[Items from a point-labeling set]

..........

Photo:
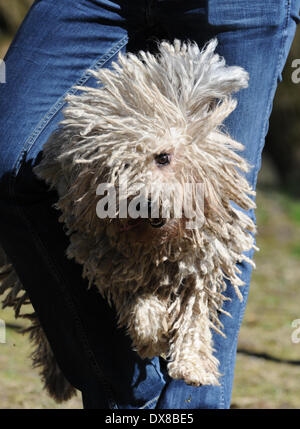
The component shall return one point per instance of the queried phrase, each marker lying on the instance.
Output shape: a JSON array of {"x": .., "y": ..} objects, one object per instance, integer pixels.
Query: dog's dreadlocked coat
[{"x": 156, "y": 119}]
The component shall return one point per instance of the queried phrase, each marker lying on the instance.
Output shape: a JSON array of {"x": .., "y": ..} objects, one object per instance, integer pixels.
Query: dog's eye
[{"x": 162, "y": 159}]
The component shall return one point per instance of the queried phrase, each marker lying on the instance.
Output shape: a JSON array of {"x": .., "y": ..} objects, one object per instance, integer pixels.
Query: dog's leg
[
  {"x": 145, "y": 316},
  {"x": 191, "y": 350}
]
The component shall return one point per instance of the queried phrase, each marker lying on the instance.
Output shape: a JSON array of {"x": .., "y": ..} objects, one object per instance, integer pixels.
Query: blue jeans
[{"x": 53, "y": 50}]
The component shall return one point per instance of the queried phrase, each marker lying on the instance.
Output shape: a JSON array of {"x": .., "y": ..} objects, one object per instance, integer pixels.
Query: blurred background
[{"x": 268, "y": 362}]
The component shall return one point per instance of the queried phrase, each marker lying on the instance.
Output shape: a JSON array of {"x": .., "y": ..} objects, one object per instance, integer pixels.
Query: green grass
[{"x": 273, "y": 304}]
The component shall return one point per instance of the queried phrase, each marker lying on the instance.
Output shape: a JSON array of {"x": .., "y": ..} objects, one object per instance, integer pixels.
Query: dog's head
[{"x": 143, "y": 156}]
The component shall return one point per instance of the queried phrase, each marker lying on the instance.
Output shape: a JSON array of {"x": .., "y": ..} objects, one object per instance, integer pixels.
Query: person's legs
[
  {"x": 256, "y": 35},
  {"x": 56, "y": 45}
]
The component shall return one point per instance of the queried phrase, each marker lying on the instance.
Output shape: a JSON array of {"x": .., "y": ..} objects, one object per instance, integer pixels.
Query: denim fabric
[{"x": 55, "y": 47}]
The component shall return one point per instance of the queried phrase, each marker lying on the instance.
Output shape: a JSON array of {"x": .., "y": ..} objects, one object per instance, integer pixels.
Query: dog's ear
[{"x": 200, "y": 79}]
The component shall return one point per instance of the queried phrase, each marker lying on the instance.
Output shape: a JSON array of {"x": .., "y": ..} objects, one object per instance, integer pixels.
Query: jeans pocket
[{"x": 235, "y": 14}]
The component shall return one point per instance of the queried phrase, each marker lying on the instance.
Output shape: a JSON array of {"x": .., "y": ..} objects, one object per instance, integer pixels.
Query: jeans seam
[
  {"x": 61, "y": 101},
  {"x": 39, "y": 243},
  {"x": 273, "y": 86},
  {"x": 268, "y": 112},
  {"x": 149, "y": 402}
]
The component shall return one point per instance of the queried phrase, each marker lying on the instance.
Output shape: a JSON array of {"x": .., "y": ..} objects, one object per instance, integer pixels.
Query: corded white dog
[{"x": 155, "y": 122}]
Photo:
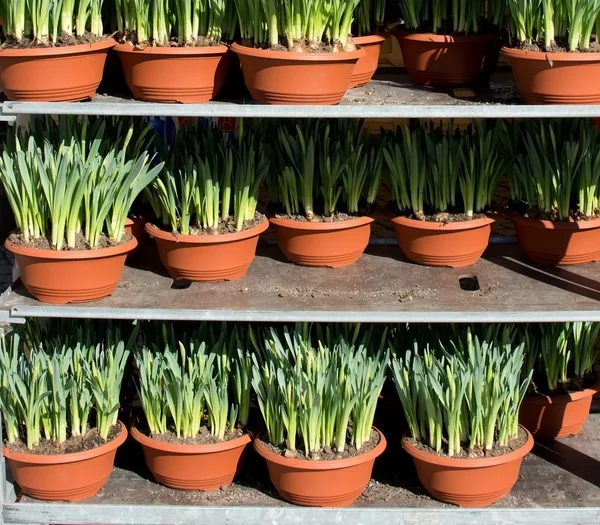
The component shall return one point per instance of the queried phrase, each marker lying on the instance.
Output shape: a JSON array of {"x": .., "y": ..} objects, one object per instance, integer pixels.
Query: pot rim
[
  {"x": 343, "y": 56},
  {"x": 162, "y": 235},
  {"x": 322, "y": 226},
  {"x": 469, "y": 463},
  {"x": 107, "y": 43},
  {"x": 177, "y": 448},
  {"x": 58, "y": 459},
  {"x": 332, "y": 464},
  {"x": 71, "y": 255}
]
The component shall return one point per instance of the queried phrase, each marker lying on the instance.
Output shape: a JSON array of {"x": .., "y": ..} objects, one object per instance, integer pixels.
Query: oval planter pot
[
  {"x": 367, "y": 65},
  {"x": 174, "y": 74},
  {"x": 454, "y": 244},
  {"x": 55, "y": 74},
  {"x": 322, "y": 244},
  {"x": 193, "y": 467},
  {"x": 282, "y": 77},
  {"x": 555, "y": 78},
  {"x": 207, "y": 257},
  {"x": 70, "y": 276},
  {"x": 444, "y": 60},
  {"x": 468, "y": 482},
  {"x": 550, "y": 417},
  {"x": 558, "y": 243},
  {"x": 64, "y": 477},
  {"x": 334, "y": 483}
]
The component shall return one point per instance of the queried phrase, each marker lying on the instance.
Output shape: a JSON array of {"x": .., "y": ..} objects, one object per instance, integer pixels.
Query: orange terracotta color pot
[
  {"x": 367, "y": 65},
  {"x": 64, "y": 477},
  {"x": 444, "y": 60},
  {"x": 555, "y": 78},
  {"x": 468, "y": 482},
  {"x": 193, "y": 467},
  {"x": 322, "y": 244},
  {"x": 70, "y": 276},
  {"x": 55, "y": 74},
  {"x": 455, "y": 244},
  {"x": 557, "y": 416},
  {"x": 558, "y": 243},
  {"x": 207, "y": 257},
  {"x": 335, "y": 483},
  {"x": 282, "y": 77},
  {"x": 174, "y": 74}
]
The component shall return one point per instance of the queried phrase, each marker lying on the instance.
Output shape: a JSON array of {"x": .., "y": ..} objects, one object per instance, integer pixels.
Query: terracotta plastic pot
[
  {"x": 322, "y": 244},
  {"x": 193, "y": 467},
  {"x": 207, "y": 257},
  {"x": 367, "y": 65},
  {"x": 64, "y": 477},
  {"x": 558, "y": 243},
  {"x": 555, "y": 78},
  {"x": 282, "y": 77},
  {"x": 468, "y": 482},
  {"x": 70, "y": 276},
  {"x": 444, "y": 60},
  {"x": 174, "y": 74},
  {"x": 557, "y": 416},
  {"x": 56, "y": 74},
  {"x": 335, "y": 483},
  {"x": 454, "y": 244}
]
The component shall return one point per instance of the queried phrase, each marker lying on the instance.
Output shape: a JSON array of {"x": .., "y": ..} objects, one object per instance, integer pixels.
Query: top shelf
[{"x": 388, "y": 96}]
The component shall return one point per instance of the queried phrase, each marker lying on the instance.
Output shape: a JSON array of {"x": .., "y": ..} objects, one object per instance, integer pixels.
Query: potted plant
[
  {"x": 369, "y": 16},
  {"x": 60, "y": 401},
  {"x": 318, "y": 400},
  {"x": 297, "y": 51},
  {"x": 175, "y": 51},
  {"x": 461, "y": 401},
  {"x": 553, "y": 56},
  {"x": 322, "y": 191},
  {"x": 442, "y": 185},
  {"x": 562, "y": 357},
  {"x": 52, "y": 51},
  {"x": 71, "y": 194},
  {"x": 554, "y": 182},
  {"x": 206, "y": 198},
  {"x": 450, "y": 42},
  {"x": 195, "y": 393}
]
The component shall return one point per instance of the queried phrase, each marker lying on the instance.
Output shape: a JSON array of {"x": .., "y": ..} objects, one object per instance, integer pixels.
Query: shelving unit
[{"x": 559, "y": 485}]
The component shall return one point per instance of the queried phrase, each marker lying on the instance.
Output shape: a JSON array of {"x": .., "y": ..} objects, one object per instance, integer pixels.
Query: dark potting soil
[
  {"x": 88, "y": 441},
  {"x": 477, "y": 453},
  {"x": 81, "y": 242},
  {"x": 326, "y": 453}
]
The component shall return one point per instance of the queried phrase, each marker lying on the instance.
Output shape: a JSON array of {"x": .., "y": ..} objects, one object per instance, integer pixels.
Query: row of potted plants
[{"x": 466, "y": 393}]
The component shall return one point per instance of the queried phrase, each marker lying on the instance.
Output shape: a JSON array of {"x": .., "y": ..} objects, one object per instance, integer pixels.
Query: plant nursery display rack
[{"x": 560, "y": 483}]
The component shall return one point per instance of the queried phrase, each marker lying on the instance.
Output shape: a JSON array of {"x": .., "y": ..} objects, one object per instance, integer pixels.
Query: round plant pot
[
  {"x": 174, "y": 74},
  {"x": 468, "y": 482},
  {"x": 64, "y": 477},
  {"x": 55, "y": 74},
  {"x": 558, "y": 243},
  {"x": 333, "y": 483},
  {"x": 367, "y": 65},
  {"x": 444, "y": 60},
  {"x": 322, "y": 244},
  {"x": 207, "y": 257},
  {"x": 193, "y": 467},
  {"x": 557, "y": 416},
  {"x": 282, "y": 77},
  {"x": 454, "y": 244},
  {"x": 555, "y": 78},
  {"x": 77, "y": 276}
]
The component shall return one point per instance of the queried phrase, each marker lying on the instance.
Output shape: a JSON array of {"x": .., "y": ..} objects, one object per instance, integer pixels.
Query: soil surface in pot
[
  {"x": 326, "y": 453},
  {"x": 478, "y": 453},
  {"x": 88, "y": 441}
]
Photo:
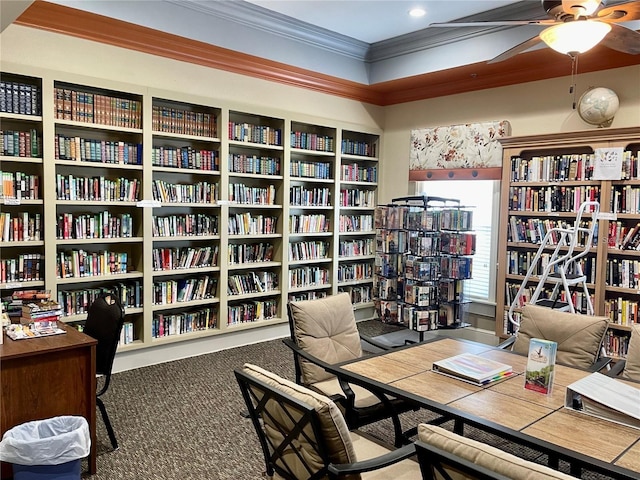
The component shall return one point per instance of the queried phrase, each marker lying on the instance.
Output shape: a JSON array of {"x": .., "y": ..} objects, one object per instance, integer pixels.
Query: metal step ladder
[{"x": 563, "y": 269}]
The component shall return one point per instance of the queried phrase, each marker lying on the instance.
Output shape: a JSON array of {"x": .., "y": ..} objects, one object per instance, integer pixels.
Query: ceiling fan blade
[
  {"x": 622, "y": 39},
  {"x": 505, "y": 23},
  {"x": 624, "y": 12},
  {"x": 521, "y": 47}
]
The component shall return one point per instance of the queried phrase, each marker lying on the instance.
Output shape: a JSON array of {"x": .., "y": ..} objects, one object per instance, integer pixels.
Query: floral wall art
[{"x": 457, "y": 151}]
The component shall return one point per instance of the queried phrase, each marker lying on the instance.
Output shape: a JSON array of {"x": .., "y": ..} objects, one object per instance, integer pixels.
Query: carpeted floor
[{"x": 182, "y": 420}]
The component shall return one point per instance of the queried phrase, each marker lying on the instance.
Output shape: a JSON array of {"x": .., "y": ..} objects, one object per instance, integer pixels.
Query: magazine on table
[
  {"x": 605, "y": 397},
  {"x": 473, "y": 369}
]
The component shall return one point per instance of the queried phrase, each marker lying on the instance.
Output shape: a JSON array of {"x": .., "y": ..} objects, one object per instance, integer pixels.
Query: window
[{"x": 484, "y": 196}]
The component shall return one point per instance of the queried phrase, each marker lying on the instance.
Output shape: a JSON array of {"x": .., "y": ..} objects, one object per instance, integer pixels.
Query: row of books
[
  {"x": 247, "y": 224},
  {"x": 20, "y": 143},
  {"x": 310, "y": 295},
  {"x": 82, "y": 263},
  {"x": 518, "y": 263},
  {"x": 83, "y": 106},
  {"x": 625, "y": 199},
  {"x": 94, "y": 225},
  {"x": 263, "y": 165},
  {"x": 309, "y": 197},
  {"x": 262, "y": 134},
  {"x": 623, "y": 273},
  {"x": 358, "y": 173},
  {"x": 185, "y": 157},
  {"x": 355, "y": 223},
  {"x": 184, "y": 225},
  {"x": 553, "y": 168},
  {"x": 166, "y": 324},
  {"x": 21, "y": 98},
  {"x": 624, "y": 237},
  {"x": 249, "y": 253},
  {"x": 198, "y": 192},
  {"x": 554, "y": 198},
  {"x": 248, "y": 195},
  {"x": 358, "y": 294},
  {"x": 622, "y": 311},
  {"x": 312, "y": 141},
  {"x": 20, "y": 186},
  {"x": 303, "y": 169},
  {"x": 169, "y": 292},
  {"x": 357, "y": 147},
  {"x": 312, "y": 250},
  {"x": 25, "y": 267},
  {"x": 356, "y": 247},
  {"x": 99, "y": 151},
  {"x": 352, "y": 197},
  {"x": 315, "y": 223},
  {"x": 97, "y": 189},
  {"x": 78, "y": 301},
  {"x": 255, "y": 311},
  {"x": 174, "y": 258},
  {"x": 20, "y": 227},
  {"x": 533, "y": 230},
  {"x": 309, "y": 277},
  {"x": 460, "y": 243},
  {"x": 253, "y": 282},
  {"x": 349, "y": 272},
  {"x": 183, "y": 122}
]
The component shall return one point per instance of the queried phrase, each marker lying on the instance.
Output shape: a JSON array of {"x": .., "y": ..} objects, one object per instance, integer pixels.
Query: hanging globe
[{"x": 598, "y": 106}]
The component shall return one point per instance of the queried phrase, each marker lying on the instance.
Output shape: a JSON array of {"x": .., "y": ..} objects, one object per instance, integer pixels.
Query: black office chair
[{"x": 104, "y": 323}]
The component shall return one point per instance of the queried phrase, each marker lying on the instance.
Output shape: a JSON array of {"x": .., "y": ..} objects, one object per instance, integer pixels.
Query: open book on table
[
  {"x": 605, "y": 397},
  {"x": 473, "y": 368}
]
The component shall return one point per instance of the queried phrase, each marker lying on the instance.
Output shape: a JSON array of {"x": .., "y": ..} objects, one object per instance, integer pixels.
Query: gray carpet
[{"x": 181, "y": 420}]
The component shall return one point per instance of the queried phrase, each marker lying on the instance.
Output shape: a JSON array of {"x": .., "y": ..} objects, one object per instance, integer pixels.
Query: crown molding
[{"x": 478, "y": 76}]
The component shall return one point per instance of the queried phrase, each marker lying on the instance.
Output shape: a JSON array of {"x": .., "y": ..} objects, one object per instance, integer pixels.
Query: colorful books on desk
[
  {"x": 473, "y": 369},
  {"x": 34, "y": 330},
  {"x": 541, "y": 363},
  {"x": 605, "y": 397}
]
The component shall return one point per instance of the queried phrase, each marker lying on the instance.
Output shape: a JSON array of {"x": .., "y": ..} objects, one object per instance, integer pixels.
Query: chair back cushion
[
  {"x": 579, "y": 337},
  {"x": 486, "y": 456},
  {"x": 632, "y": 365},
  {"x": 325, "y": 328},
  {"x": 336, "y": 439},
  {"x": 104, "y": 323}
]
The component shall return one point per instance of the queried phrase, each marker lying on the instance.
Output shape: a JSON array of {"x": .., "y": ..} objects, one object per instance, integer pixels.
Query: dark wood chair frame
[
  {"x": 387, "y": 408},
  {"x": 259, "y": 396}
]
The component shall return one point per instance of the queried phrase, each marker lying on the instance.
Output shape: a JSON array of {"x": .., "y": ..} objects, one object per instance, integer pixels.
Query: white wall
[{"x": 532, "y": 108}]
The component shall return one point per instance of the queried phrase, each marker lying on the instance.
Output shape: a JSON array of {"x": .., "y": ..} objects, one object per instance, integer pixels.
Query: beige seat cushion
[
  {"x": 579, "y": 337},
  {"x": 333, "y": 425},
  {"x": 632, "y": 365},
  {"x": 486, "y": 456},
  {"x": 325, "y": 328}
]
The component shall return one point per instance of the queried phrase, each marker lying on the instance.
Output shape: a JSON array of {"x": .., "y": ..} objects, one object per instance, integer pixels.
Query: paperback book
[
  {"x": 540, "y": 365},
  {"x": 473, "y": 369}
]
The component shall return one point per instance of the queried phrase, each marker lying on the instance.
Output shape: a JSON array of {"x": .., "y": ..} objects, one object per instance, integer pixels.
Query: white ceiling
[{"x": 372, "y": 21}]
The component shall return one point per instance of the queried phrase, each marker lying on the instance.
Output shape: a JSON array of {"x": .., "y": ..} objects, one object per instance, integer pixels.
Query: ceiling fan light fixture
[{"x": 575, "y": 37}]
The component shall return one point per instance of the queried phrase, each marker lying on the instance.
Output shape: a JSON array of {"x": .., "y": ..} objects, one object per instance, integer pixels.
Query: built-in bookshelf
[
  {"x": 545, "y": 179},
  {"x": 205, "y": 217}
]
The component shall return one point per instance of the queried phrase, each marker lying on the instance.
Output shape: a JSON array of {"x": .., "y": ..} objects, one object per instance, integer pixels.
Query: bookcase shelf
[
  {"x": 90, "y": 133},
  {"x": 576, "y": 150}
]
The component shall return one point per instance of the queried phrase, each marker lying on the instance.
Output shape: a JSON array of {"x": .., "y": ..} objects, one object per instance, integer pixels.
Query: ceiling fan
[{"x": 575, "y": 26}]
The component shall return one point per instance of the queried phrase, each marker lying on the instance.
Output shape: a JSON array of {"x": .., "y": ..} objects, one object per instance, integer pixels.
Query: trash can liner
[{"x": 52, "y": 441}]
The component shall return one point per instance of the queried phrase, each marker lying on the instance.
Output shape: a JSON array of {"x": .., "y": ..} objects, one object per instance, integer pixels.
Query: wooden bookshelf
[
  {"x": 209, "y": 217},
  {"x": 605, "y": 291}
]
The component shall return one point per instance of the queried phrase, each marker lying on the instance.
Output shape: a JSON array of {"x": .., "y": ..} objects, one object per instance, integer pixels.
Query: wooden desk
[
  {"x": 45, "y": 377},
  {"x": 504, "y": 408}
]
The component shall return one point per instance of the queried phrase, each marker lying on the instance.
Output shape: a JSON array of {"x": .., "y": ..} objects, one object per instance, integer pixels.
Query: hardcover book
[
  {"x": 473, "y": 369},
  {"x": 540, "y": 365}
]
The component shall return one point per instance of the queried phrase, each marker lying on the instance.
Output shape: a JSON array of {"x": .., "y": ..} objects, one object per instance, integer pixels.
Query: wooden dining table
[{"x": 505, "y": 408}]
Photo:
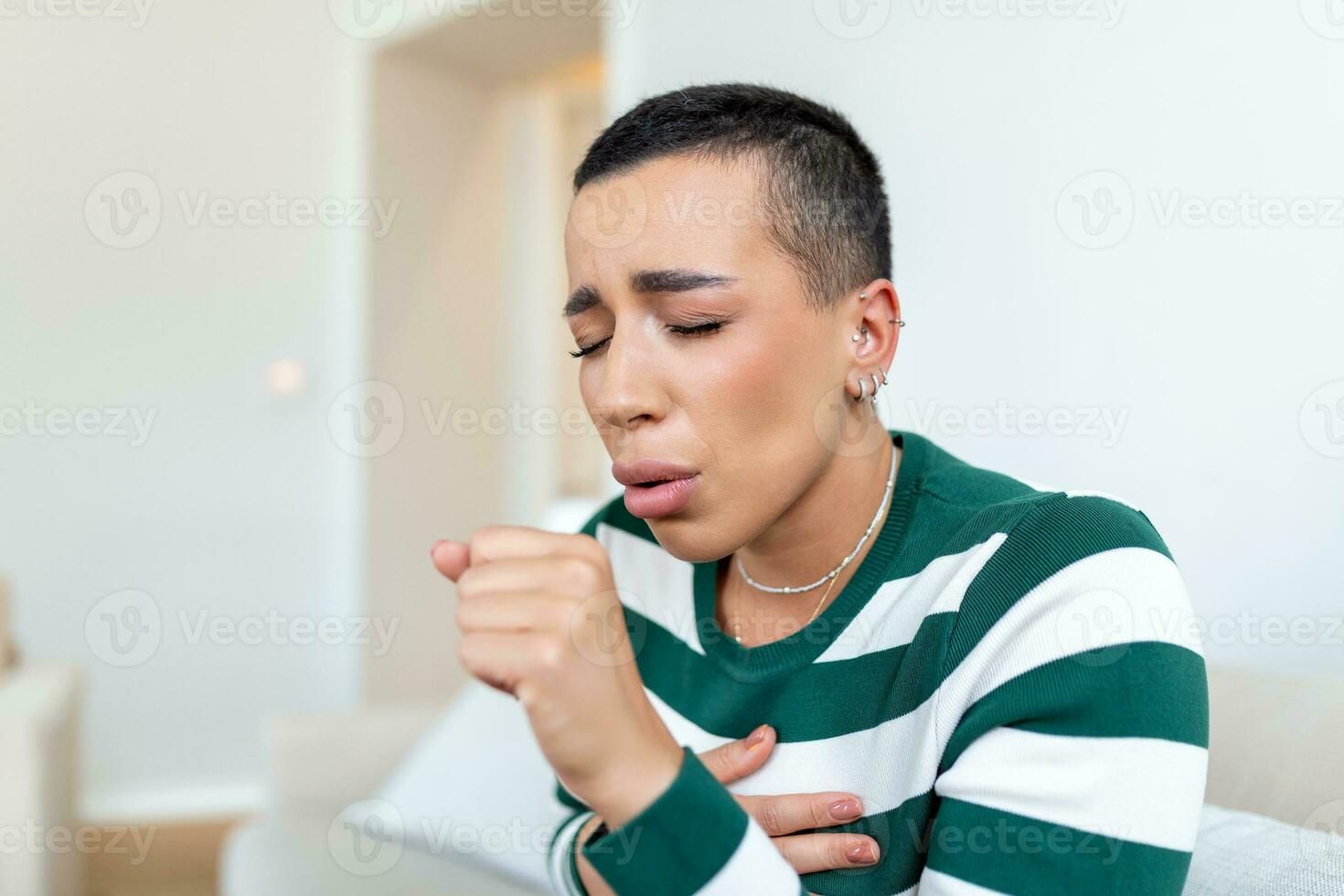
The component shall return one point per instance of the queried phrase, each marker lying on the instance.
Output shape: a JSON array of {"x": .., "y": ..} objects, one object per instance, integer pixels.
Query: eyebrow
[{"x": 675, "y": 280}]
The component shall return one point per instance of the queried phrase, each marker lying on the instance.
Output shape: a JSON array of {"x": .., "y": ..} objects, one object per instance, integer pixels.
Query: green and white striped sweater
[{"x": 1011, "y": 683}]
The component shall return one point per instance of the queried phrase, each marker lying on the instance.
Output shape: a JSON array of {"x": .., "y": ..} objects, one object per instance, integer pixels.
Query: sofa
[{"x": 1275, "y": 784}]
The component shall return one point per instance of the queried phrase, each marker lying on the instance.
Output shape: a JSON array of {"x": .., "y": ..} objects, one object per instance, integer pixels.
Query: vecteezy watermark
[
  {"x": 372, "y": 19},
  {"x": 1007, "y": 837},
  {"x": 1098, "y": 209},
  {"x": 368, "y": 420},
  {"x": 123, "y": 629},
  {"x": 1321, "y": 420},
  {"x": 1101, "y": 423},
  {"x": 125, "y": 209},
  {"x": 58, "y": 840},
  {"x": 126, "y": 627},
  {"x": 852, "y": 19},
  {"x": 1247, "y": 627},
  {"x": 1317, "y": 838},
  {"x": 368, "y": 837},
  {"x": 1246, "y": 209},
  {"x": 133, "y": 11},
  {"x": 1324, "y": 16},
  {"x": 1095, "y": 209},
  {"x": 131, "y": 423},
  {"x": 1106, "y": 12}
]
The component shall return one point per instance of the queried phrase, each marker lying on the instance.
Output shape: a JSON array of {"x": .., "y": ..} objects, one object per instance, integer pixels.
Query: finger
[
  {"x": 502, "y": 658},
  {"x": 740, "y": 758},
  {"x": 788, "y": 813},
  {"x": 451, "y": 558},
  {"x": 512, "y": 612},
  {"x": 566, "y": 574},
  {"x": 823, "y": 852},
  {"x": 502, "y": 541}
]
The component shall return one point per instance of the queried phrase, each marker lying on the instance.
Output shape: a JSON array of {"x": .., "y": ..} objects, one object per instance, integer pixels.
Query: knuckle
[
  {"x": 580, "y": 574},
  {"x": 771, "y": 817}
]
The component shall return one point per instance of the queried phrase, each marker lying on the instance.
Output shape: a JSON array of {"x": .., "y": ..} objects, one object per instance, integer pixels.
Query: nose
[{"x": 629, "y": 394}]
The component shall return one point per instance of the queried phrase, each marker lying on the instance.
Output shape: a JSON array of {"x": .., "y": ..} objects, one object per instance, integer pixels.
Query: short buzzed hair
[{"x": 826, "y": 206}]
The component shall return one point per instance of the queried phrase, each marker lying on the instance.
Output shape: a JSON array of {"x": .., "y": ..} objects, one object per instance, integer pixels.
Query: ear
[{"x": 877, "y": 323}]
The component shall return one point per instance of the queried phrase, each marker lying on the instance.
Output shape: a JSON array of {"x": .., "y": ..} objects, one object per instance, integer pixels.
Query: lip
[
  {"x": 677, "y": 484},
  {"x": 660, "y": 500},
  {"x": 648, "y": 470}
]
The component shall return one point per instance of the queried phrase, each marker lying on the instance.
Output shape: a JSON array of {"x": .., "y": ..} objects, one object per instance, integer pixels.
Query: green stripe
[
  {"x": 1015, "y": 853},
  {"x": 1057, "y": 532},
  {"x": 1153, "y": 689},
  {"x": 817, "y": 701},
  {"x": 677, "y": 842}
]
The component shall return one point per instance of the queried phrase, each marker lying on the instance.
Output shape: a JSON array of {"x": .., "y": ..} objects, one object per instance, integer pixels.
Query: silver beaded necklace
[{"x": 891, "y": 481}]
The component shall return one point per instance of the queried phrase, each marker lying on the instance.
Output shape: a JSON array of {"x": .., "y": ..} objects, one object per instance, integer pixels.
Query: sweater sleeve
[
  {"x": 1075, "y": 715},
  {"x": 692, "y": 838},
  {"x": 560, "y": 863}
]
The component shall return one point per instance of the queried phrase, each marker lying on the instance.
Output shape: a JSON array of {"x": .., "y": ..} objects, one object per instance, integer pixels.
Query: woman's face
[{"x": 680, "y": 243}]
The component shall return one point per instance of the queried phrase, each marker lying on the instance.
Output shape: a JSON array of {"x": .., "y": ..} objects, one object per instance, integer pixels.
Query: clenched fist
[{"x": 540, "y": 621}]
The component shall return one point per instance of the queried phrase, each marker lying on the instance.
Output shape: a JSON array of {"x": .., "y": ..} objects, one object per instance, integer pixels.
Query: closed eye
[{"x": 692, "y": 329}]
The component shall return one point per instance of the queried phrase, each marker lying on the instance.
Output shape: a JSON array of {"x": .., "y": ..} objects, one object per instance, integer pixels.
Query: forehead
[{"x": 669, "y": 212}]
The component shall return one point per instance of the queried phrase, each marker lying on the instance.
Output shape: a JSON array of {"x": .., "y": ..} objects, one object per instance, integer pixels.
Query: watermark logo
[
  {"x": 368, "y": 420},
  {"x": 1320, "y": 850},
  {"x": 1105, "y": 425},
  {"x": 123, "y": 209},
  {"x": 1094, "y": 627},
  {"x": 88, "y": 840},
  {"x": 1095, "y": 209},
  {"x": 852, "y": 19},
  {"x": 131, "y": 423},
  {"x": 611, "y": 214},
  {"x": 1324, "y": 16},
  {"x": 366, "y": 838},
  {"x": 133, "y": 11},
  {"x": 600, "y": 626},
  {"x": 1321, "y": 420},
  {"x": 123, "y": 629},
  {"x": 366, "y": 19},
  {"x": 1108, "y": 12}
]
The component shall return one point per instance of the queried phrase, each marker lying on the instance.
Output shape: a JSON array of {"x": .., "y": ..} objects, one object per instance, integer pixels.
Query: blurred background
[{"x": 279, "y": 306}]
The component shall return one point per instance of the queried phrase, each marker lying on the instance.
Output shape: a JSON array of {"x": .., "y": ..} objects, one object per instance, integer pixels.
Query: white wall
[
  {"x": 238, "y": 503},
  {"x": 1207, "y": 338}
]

..........

**WORK TO DO:** Locate each line in the items above that contains the string "cushion" and copy those lines.

**ANSWER IN FULL:**
Query: chair back cushion
Query: beige seat cushion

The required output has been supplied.